═══ Data for this exercise ═══
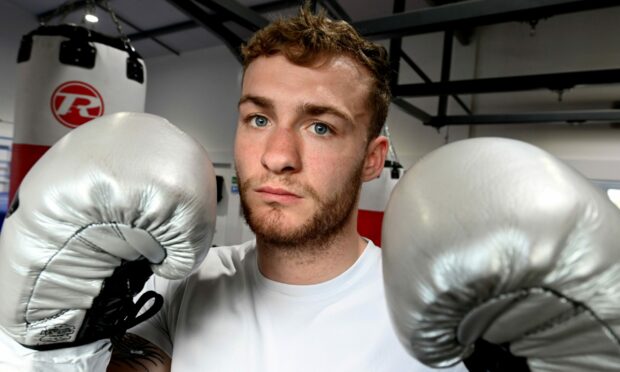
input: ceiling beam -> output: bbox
[129,21,197,41]
[37,0,179,55]
[128,0,300,41]
[166,0,245,62]
[393,69,620,97]
[37,0,89,23]
[320,0,352,22]
[437,29,454,117]
[354,0,620,40]
[193,0,269,32]
[95,2,180,55]
[426,110,620,127]
[399,50,471,114]
[251,0,301,13]
[424,0,474,45]
[392,98,432,122]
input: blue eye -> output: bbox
[252,115,269,127]
[311,122,330,135]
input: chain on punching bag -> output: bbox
[9,1,147,202]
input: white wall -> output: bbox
[388,32,476,168]
[144,45,251,246]
[145,45,242,165]
[470,7,620,181]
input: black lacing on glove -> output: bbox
[31,258,163,351]
[463,339,531,372]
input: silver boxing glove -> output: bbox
[382,138,620,371]
[0,112,216,350]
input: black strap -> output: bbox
[28,259,163,351]
[463,339,531,372]
[126,290,164,330]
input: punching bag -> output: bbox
[10,24,146,202]
[357,161,402,246]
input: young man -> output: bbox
[109,8,465,372]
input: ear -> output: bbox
[362,135,388,182]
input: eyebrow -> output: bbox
[238,95,274,110]
[301,103,353,124]
[238,94,353,124]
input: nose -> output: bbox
[261,127,301,174]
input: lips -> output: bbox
[256,186,301,197]
[255,186,302,203]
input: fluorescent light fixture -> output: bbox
[85,13,99,23]
[607,189,620,209]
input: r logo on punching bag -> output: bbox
[9,25,147,203]
[50,81,105,128]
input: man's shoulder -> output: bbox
[195,240,257,280]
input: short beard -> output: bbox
[239,162,363,254]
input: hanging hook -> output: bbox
[443,125,451,144]
[382,124,400,167]
[528,19,539,36]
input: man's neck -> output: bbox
[255,226,368,285]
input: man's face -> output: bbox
[235,54,384,248]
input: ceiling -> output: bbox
[6,0,620,126]
[6,0,432,59]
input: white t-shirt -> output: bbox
[131,240,466,372]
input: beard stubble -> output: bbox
[239,161,364,253]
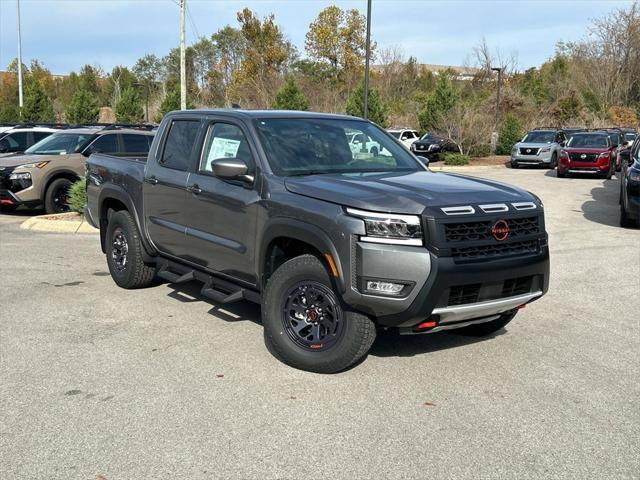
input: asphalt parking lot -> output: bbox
[1,167,638,480]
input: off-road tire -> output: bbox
[44,178,73,214]
[105,210,156,289]
[454,310,518,336]
[262,254,376,373]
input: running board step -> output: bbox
[201,285,245,304]
[157,269,194,284]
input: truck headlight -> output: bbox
[346,208,423,246]
[9,172,31,181]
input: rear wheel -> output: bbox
[44,178,73,214]
[262,254,376,373]
[454,310,517,336]
[105,210,156,289]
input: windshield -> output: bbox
[609,133,621,144]
[566,134,609,148]
[624,133,636,142]
[522,131,555,143]
[255,118,422,176]
[24,132,95,155]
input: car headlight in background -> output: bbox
[9,172,31,181]
[539,147,551,153]
[511,146,518,154]
[346,208,423,246]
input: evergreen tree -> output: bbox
[154,84,193,122]
[65,87,99,124]
[345,80,388,127]
[272,77,309,110]
[22,81,54,122]
[115,87,144,123]
[417,74,458,131]
[496,113,523,155]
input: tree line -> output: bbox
[0,3,638,156]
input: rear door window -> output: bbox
[89,134,119,154]
[122,134,152,155]
[161,120,201,171]
[7,132,29,150]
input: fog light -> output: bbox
[366,280,405,295]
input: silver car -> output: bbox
[510,129,566,169]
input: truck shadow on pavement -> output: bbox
[544,170,621,227]
[164,280,505,359]
[369,328,506,358]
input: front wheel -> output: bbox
[548,153,557,169]
[556,169,566,178]
[44,178,73,214]
[262,254,376,373]
[454,310,517,336]
[105,210,156,289]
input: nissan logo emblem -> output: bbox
[526,148,531,153]
[580,154,587,159]
[491,220,510,241]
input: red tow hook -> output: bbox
[414,316,440,332]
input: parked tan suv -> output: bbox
[0,126,154,213]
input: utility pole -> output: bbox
[363,0,372,120]
[491,67,502,127]
[16,0,24,116]
[179,0,186,110]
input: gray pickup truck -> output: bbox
[86,109,550,373]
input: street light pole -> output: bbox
[491,67,502,127]
[16,0,24,116]
[363,0,372,120]
[179,0,186,110]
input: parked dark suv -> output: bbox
[85,110,550,373]
[619,137,640,228]
[410,132,458,160]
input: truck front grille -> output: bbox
[452,239,539,260]
[444,216,539,243]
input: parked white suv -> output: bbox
[387,128,419,149]
[0,126,61,158]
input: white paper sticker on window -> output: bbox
[205,137,241,171]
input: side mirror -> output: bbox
[619,149,631,164]
[416,155,430,167]
[212,157,253,182]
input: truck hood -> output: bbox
[284,171,532,214]
[0,153,68,168]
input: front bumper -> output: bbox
[0,189,21,206]
[559,156,610,174]
[511,151,553,165]
[341,238,550,330]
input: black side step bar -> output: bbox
[155,258,260,305]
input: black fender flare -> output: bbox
[97,184,156,260]
[259,217,346,292]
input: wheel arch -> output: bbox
[97,184,156,260]
[259,218,346,293]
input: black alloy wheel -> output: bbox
[111,227,129,272]
[282,281,344,351]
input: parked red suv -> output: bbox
[557,132,615,179]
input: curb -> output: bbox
[20,213,98,234]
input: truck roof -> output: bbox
[169,109,361,122]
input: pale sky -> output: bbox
[0,0,633,75]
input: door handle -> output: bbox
[187,184,202,195]
[145,176,158,185]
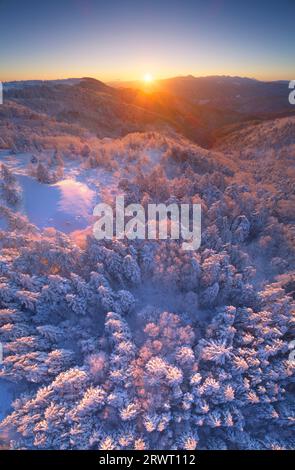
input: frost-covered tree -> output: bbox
[0,119,295,450]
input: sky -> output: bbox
[0,0,294,82]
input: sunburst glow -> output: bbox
[143,73,154,83]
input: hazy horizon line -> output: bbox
[1,73,292,85]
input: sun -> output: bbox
[143,73,154,84]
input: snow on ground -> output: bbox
[17,175,97,233]
[0,151,32,174]
[0,144,166,236]
[0,151,120,233]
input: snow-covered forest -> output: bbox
[0,80,294,450]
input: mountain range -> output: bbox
[2,75,294,147]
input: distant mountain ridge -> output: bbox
[1,75,295,147]
[111,75,292,114]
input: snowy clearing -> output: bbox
[17,175,96,232]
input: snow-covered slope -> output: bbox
[4,79,82,90]
[0,86,294,451]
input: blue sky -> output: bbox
[0,0,294,81]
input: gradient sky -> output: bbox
[0,0,294,82]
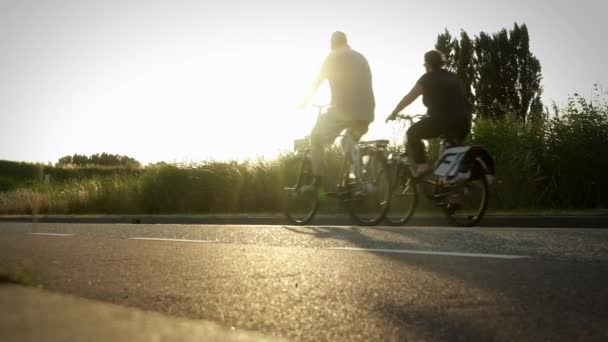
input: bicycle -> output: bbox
[283,105,391,226]
[385,114,495,227]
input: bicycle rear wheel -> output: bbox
[346,152,391,226]
[441,160,488,227]
[284,154,319,225]
[385,164,418,225]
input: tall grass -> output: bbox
[543,94,608,208]
[472,115,547,209]
[0,149,341,214]
[0,161,141,193]
[472,93,608,209]
[0,175,142,215]
[1,93,606,214]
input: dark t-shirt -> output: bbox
[417,69,470,127]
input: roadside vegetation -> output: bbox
[1,92,606,215]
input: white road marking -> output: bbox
[329,247,530,259]
[29,233,74,237]
[128,237,214,243]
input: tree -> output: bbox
[454,31,476,114]
[436,23,543,122]
[436,30,476,115]
[57,155,73,165]
[435,29,455,68]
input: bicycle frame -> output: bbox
[287,115,391,225]
[388,114,469,200]
[293,132,371,197]
[296,104,369,192]
[389,113,495,199]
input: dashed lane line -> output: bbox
[127,237,215,243]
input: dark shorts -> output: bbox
[310,111,370,145]
[406,115,470,163]
[407,115,470,142]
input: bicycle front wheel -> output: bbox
[385,163,418,225]
[346,153,391,226]
[284,154,319,225]
[441,161,489,227]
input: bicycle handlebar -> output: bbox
[395,114,426,122]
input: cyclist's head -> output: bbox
[424,50,447,71]
[330,31,348,50]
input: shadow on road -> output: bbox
[281,225,608,340]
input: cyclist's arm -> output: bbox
[299,73,324,108]
[299,58,329,108]
[388,84,423,119]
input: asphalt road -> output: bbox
[2,214,608,227]
[1,222,608,341]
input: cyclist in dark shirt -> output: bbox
[386,50,471,177]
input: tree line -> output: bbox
[435,23,543,122]
[57,153,141,168]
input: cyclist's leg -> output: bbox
[341,121,369,154]
[309,111,344,179]
[406,116,443,175]
[343,121,370,179]
[445,121,470,146]
[406,116,443,163]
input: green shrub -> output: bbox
[472,114,547,209]
[543,94,608,208]
[0,161,45,191]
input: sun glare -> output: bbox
[179,45,330,162]
[59,39,409,165]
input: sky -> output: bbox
[1,0,606,164]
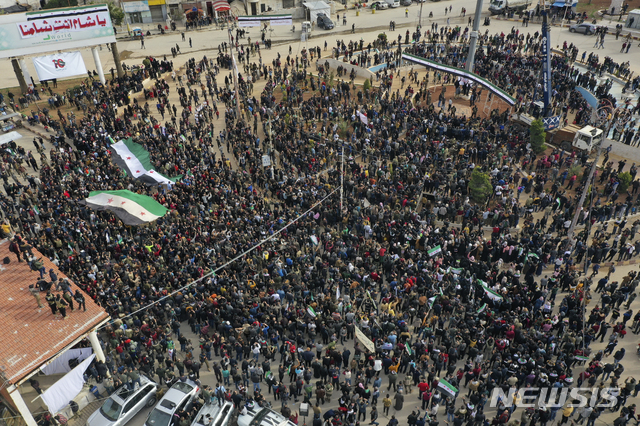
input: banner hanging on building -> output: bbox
[32,51,87,80]
[237,15,293,27]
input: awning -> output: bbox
[0,131,22,146]
[552,0,577,6]
[303,0,331,10]
[576,86,598,109]
[213,0,230,11]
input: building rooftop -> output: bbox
[0,238,109,385]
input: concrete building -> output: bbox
[0,238,110,426]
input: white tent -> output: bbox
[0,131,22,146]
[303,1,331,22]
[626,9,640,30]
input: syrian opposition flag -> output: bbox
[83,190,168,226]
[477,303,487,313]
[483,286,503,301]
[437,379,458,398]
[307,306,317,318]
[428,296,436,309]
[478,280,503,301]
[111,138,181,185]
[428,245,442,257]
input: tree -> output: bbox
[108,2,125,26]
[469,168,493,204]
[42,0,78,9]
[363,79,371,92]
[530,119,546,154]
[337,120,349,140]
[617,172,633,193]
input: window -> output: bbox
[283,0,295,8]
[172,382,194,394]
[100,399,122,422]
[123,400,136,414]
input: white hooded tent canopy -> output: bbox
[303,1,331,22]
[626,9,640,30]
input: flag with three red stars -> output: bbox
[110,137,182,186]
[82,190,168,225]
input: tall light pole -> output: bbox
[228,27,243,121]
[565,100,630,250]
[465,0,484,72]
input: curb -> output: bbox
[494,15,640,41]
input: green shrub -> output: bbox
[567,164,582,182]
[469,169,493,203]
[618,172,633,193]
[530,119,546,154]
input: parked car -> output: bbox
[237,405,295,426]
[400,0,412,6]
[87,376,158,426]
[369,0,389,9]
[191,401,235,426]
[145,380,201,426]
[385,0,401,7]
[316,13,334,29]
[569,23,596,35]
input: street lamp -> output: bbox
[565,99,631,251]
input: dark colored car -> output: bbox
[317,13,334,29]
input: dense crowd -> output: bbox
[2,24,640,426]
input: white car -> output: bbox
[87,376,158,426]
[370,0,389,9]
[145,380,201,426]
[387,0,401,7]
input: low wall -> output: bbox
[316,57,375,80]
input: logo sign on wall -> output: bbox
[0,5,115,59]
[32,51,87,80]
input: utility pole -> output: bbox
[565,101,628,250]
[465,0,484,72]
[418,0,424,30]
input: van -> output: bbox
[191,401,235,426]
[87,376,158,426]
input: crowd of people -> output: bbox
[2,21,640,426]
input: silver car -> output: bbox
[87,376,158,426]
[145,380,201,426]
[237,405,296,426]
[191,401,235,426]
[569,23,596,35]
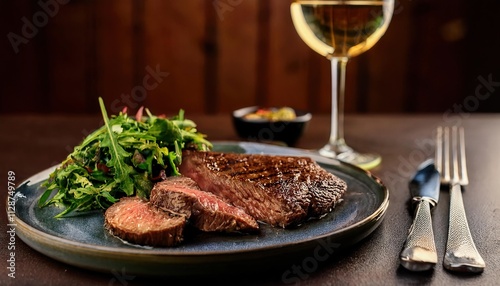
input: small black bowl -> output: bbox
[232,106,312,146]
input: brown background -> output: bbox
[1,0,499,115]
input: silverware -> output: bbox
[436,126,485,273]
[400,159,440,271]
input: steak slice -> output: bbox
[104,197,185,247]
[150,176,259,233]
[179,150,347,228]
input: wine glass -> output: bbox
[291,0,394,169]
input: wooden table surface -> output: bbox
[1,113,499,285]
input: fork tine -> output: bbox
[458,126,469,185]
[436,126,443,176]
[452,126,460,184]
[443,127,451,183]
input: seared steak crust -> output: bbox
[179,151,347,228]
[150,176,259,233]
[104,197,185,247]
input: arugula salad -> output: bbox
[39,98,212,217]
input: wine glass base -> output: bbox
[319,147,381,170]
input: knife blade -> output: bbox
[400,159,440,271]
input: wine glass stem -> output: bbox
[321,57,352,157]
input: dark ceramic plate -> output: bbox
[11,142,389,276]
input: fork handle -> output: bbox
[400,199,437,271]
[444,183,485,273]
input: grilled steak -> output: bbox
[104,197,185,247]
[150,176,259,233]
[179,151,347,228]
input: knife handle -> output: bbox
[400,199,438,271]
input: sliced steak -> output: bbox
[179,151,347,228]
[104,197,185,247]
[150,176,259,233]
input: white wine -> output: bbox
[291,0,393,58]
[290,1,393,167]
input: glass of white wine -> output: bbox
[291,0,394,169]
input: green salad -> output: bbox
[39,98,212,217]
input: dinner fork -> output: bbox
[435,126,485,273]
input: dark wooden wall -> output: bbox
[1,0,499,115]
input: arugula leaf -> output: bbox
[40,97,212,217]
[147,117,182,144]
[99,98,134,196]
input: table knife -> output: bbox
[400,159,440,271]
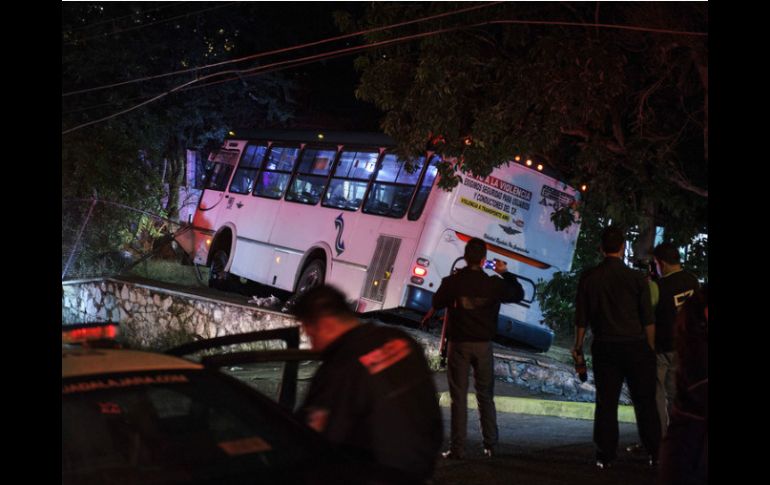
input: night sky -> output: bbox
[62,2,383,132]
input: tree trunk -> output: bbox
[164,155,184,222]
[631,199,657,264]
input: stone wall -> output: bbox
[62,278,300,351]
[61,278,625,403]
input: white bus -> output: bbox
[178,130,581,351]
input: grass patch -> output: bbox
[127,258,209,288]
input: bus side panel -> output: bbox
[376,219,423,310]
[269,203,367,290]
[225,195,283,283]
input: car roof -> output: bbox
[62,347,203,378]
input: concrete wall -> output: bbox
[61,277,621,403]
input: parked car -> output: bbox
[62,324,382,485]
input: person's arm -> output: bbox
[572,326,586,361]
[432,277,452,310]
[639,274,655,351]
[573,271,588,359]
[649,279,659,309]
[644,324,655,351]
[420,307,436,329]
[494,260,525,303]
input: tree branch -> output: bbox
[669,169,708,198]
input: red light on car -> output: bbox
[62,323,118,344]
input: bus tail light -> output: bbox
[412,258,429,284]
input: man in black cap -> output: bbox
[573,226,660,469]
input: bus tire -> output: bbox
[295,259,325,295]
[208,249,231,290]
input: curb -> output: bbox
[437,392,637,424]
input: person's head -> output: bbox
[292,285,359,351]
[600,226,626,256]
[464,237,487,266]
[653,242,682,275]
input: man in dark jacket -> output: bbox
[652,242,700,437]
[425,237,524,459]
[573,226,660,469]
[294,285,443,484]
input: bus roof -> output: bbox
[225,129,575,189]
[226,129,395,147]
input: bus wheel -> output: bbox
[282,260,325,313]
[208,249,231,290]
[296,260,325,294]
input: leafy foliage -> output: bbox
[347,2,707,236]
[345,3,708,337]
[62,2,301,276]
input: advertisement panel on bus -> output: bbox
[402,160,581,351]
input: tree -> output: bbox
[343,2,707,341]
[344,2,707,249]
[62,2,299,275]
[64,3,299,204]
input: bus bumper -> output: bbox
[403,285,434,313]
[497,316,554,352]
[404,285,554,352]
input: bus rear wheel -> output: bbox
[208,249,231,290]
[296,260,325,294]
[283,260,326,313]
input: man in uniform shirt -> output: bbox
[294,285,443,484]
[652,242,700,437]
[573,226,660,469]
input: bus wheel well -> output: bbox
[305,248,326,268]
[208,229,233,266]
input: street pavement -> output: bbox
[430,371,657,485]
[431,407,656,485]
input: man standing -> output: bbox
[573,226,660,469]
[652,242,700,437]
[425,237,524,459]
[294,285,443,484]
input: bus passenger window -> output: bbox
[321,150,378,211]
[362,155,425,218]
[253,146,300,199]
[285,147,336,205]
[230,144,268,195]
[408,155,440,220]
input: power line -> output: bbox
[62,23,471,135]
[62,17,707,135]
[488,19,707,37]
[62,1,505,97]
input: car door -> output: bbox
[165,327,321,411]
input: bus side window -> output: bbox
[254,146,300,199]
[322,150,378,211]
[407,155,440,220]
[229,144,268,195]
[204,151,239,192]
[285,147,336,205]
[363,154,424,218]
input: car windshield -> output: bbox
[62,368,342,485]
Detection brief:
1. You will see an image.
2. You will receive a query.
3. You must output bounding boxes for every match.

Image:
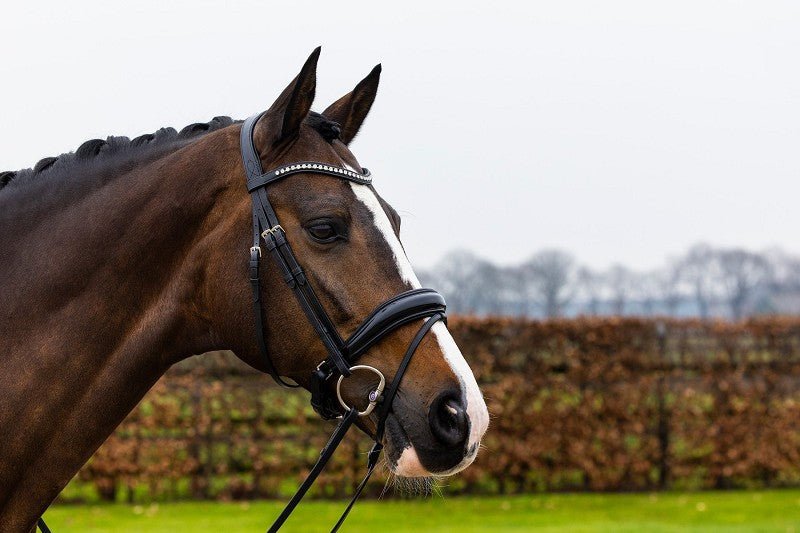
═══
> **Exercise**:
Review the preceding data and report every line that includes the string "will".

> **The answer**:
1. You will see an image.
2. You will receive a query.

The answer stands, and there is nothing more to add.